TEXTE:
>>>

Dialna se devait d’écrire un article sur cette grande dame, qu’est Fatima Mernissi, mais comment trouver, les bons mots pour décrire un esprit si lumineux ? Comment être originale quand des centaines d’articles ont été publiés ? C’est donc en toute humilité, que nous lui rendons hommage, ainsi qu’à son travail.
Parcours
Fatima Mernissi est née en 1940 à Fès d’une famille originaire de Taounate. La légende dit qu’elle est née dans un harem, et cet endroit va conditionner sa vision de la vie. Sociologue et féministe marocaine, elle parlait parfaitement plusieurs langues. Femme de lettres et de tête, elle obtint une licence en science politique à Rabat, étudie la sociologie à la Sorbonne pour finir diplômée d’un doctorat aux Etat-Unis avec une thèse intitulée Beyond the veil.
Cette femme portait l’avenir de son pays avec son cerveau, elle allait former plusieurs générations de féministes au Maroc et dans le monde arabe ! Activiste, elle a été une des premières à démonter le patriarcat dans la société marocaine, en lisant les textes sacrés avec une lunette féministe et féminine. De grands noms vont la succéder dans cette lecture féministe du Coran, comme Asma Lamrabet qui a justement travaillé avec elle.

<<<

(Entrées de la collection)

>>>

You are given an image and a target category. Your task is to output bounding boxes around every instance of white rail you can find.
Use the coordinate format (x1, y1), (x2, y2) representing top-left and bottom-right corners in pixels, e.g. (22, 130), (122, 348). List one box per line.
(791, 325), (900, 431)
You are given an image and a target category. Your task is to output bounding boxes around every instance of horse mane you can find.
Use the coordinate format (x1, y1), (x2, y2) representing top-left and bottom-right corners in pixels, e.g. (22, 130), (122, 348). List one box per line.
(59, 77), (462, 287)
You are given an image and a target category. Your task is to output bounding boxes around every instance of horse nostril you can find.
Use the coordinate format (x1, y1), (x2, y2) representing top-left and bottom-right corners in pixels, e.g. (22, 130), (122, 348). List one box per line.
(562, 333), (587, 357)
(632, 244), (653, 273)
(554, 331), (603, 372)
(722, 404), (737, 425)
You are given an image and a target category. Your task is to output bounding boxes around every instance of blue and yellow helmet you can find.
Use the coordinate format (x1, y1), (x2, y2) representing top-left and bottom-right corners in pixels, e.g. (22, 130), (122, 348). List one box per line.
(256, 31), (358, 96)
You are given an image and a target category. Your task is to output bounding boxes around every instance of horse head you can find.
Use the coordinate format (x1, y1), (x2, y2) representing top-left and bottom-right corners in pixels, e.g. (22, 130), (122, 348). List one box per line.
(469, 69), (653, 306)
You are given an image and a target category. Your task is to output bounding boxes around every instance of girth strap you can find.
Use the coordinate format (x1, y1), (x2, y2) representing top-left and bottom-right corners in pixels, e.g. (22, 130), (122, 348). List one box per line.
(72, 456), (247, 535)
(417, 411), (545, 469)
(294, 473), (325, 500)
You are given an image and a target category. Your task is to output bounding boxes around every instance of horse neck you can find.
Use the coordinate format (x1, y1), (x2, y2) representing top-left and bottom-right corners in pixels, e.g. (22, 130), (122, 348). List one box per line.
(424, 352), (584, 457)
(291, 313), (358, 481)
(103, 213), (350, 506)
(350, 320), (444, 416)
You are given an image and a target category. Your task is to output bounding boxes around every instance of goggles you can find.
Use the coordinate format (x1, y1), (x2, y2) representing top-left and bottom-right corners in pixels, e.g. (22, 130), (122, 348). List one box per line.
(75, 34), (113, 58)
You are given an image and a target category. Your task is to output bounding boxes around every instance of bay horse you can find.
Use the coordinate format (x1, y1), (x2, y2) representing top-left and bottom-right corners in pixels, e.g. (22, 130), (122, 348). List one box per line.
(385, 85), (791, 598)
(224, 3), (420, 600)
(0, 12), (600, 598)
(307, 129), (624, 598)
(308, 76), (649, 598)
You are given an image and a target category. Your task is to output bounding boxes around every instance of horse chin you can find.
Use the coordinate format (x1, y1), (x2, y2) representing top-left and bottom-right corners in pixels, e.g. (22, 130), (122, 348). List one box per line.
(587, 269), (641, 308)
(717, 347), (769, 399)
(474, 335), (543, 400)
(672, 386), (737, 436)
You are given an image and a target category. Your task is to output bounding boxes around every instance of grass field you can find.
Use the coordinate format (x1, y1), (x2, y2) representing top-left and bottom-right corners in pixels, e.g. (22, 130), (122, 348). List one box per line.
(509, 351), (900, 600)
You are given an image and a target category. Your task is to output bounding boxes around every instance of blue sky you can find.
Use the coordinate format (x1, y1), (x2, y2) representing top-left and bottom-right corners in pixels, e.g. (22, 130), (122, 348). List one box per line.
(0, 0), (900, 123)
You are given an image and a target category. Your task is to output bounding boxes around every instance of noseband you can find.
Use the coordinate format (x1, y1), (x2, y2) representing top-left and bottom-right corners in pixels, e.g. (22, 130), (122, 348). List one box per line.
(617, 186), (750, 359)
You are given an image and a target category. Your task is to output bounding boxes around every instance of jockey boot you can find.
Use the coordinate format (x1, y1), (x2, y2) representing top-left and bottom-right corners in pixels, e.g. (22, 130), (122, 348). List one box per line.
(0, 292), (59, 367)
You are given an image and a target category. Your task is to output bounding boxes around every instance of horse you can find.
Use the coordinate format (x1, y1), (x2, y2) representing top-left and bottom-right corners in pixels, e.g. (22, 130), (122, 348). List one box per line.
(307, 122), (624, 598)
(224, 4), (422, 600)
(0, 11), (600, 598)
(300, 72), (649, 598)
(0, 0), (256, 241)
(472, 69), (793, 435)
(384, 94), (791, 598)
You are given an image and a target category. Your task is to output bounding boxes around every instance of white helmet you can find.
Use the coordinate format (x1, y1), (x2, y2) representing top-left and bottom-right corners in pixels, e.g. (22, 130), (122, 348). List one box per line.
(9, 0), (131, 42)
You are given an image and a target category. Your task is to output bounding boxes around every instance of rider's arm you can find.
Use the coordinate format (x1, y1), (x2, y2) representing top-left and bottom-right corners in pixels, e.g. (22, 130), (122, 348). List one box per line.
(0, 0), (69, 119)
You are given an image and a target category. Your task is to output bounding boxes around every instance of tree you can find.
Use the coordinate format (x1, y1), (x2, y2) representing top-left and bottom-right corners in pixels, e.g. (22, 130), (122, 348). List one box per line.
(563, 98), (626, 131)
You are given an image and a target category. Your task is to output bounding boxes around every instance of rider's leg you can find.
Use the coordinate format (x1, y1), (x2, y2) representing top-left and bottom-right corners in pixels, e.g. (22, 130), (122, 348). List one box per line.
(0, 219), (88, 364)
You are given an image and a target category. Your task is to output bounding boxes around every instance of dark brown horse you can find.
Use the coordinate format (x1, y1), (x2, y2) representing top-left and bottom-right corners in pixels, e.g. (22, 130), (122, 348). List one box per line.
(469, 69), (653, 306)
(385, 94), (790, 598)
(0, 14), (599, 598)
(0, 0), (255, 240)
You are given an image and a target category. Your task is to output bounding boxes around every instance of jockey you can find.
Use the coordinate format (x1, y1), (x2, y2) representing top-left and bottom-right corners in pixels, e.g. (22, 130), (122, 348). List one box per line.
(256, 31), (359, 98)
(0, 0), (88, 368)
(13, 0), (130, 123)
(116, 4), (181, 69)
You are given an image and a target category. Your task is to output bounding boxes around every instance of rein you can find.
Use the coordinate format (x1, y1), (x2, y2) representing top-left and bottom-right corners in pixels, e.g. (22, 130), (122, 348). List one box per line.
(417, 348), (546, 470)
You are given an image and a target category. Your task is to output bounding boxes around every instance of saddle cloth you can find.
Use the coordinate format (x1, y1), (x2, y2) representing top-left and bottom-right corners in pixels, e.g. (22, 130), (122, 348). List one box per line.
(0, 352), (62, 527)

<<<

CONSIGNES:
#1 Pour chacune des affirmations (a), (b) et (c), indiquez par oui ou par non si elle concorde avec le texte sur Fatima Mernissi, et citez mot pour mot le passage qui tranche : (a) Fatima Mernissi est née à Fès en 1940 ; (b) elle ne parlait qu'une seule langue ; (c) Asma Lamrabet a travaillé avec elle.
#2 Prolongez le texte sur Fatima Mernissi en reprenant juste après sa dernière phrase.
Les enregistrements forment un matériau indépendant du texte.

RÉPONSES FINALES:
#1
(a) Oui : « Fatima Mernissi est née en 1940 à Fès »
(b) Non : « elle parlait parfaitement plusieurs langues »
(c) Oui : « Asma Lamrabet qui a justement travaillé avec elle »

#2
Si les droits des femmes sont un problème pour certains hommes musulmans modernes, ce n’est ni à cause du Coran, ni à cause du prophète [Mohammed], et encore moins à cause de la tradition islamique, c’est simplement que ces droits sont en conflit avec les intérêts d’une élite masculine.
Fatima Mernissi
Féminisme
Avec sa caravane civique qui incite la population civile à lire, parler et penser, elle va pousser l’accès aux connaissances pour toutes. Car elle était persuadée que le savoir des textes, juridiques, philosophiques et sacrés étaient la meilleure défense contre les violences faites aux femmes. Muscler son cerveau, en permanence, argumenter ses idées, aiguiser son indépendance intellectuelle, c’est ça la force vive d’un pays.
Elle a donné une voix aux silencieuses, ses textes et ses citations aujourd’hui sont gravés dans des plaques en marbres, alors qu’hier elle était violemment critiquée par des hommes d’influences au Maroc et dans les pays arabes. Fatima Mernissi casse la voix du machisme de l’intérieur, avec ses écrits sur des thèmes sensibles comme la religion, le sexe et les droits humains dans une société ou l’on a pas l’habitude d’entendre des femmes parler sur ses sujets. Plus on essayait de l’éteindre et plus elle brillait de beauté et d’intelligence.
Que certaines féministes occidentales voient les femmes arabes comme des esclaves serviles et obéissantes, incapables de devenir conscientes ou de développer des idées révolutionnaires propres, indépendamment des femmes les plus libres du monde (à New York, Paris, ou Londres), à première vue semble plus difficile à comprendre que ce même point de vue chez les patriarches arabes.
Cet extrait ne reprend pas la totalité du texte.